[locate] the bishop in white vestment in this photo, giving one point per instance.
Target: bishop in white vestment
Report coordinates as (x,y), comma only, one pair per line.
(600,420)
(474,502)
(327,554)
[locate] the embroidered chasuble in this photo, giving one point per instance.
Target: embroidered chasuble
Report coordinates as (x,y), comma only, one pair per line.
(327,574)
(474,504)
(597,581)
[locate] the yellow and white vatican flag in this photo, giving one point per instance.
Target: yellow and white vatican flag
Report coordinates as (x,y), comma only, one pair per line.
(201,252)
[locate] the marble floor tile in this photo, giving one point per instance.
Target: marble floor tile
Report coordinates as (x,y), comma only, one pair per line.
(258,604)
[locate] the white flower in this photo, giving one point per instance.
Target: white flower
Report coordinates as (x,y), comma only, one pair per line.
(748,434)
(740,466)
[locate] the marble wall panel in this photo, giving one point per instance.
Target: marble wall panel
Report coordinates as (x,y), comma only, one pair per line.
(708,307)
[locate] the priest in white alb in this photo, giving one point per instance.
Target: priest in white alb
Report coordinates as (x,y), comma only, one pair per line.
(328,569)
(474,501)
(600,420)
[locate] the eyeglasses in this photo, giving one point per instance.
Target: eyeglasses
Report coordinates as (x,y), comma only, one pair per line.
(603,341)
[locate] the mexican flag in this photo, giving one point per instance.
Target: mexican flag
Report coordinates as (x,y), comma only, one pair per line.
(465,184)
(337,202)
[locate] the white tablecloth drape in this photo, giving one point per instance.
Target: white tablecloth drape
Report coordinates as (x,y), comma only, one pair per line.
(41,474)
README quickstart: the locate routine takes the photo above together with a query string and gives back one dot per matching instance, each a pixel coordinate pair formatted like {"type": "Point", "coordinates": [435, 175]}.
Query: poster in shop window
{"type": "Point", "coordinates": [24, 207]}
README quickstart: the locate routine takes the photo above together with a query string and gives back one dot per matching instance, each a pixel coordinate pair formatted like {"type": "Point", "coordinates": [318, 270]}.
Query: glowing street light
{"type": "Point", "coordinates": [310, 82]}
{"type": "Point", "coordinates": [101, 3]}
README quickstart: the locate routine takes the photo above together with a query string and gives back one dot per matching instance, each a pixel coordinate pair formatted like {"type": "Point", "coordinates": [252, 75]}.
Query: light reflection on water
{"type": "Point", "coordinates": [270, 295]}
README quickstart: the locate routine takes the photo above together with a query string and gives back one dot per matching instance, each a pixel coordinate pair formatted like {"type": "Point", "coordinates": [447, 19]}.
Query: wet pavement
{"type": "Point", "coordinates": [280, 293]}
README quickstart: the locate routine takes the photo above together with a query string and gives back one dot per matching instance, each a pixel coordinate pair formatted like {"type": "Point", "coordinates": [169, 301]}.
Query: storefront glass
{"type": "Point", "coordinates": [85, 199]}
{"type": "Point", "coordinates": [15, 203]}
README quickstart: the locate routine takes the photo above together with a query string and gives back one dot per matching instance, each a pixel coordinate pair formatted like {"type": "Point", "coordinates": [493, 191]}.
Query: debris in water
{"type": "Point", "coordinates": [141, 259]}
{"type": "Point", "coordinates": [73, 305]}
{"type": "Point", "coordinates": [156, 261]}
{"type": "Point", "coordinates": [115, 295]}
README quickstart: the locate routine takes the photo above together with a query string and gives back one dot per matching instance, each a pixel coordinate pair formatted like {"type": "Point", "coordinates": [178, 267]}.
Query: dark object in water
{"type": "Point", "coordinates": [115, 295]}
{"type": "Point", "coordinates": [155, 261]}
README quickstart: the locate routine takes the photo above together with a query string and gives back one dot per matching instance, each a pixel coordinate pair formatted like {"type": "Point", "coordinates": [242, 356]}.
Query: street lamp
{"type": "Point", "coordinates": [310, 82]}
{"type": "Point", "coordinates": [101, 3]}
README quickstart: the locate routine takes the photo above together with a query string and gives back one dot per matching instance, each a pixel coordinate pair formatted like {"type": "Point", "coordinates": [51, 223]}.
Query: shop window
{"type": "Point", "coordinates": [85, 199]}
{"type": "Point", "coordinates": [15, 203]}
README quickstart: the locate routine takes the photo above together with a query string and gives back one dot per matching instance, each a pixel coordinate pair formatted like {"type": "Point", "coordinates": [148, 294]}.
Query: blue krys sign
------------------------------------
- What the task asks: What is needed is a word-for-word copy of the records.

- Expected answer:
[locate] the bishop in white vestment in this photo, giving one point per instance.
Target: bishop in white vestment
Report coordinates as (x,y), comma only, one pair per line.
(600,420)
(474,502)
(327,554)
[locate] the embroidered chasuble in this photo, giving one point per instance.
Target: embroidered chasuble
Report coordinates as (x,y), comma only, one pair per line.
(327,574)
(474,504)
(597,581)
[locate] the yellow and white vatican flag in this photo, giving one point per instance.
Target: yellow and white vatican flag
Report coordinates as (x,y), comma only, one pair per line.
(201,252)
[locate] the marble floor tile in this photo, giving one point per instance.
Target: marble floor tile
Report coordinates as (x,y), comma only, one pair per line.
(258,604)
[locate] the white flower in this photo, giving one point per instance.
Target: white flower
Report coordinates as (x,y), comma only, one pair per line.
(748,434)
(740,466)
[locate] the marble wall panel in this photo, giving one point per instance.
Target: marble wall panel
Report coordinates as (x,y), comma only, one pair per line.
(708,307)
[locate] the priest in white alb in this photo, giving one point per instance.
Target: priest in white alb
Report coordinates as (x,y), comma only, one pair per line.
(328,569)
(474,501)
(600,420)
[locate] the eyeglasses in this photo, giving one point per instance.
Target: eyeglasses
Report coordinates as (x,y), comma only, one pair per line.
(603,341)
[locate] the mexican flag in this photo, giving one point per instance.
Target: mexican flag
Report coordinates as (x,y), comma only, one pair per line.
(465,184)
(337,202)
[locate] the white tablecloth drape in this photo, giving one point per instance.
Target: white tablecloth drape
Report coordinates as (x,y), comma only, one pair per line.
(41,474)
README quickstart: the locate routine takes the photo above together with a query string and gives back one dot per matching instance, each a pixel coordinate pair formatted like {"type": "Point", "coordinates": [435, 175]}.
Query: poster in shop window
{"type": "Point", "coordinates": [24, 207]}
README quickstart: the locate routine takes the photo above together with a query string and gives back one dot per matching instance, each a pixel coordinate pair formatted like {"type": "Point", "coordinates": [318, 270]}.
Query: glowing street light
{"type": "Point", "coordinates": [310, 82]}
{"type": "Point", "coordinates": [101, 3]}
README quickstart: the locate routine takes the photo above together with a query string and gives back one dot per matching instance, each a pixel coordinate pair formatted like {"type": "Point", "coordinates": [252, 75]}.
Query: light reflection on water
{"type": "Point", "coordinates": [270, 295]}
README quickstart: the locate routine takes the photo above together with a query string and gives back one dot per matching instance, each a pixel coordinate pair formatted like {"type": "Point", "coordinates": [447, 19]}.
Query: wet pavement
{"type": "Point", "coordinates": [280, 293]}
README quickstart: the locate routine takes the photo above together with a query string and gives back one dot per matching instance, each a pixel coordinate pair formatted like {"type": "Point", "coordinates": [169, 301]}.
Query: storefront glass
{"type": "Point", "coordinates": [85, 199]}
{"type": "Point", "coordinates": [15, 203]}
README quickstart: the locate routine takes the photo above together with a query string and gives back one dot per matching instance, each a pixel coordinate pair formatted like {"type": "Point", "coordinates": [493, 191]}.
Query: debris in water
{"type": "Point", "coordinates": [141, 259]}
{"type": "Point", "coordinates": [73, 305]}
{"type": "Point", "coordinates": [156, 261]}
{"type": "Point", "coordinates": [115, 295]}
README quickstart: the locate routine takes the photo above together with a query string and gives back one dot per matching instance, each a pixel coordinate pair formatted like {"type": "Point", "coordinates": [178, 267]}.
Query: dark object in water
{"type": "Point", "coordinates": [115, 295]}
{"type": "Point", "coordinates": [155, 261]}
README quickstart: the locate routine takes the photo above together with a query string and gives back one dot per matching instance, each a pixel coordinate pair formatted like {"type": "Point", "coordinates": [242, 356]}.
Query: street lamp
{"type": "Point", "coordinates": [310, 82]}
{"type": "Point", "coordinates": [101, 3]}
README quickstart: the locate routine takes the photo above together with a query string and gives back one dot per matching instance, each a pixel coordinate pair formatted like {"type": "Point", "coordinates": [51, 223]}.
Query: shop window
{"type": "Point", "coordinates": [85, 199]}
{"type": "Point", "coordinates": [15, 203]}
README quickstart: the locate routine takes the photo above together with a query string and gives back one dot per matching instance, each a pixel coordinate pair formatted like {"type": "Point", "coordinates": [148, 294]}.
Query: blue krys sign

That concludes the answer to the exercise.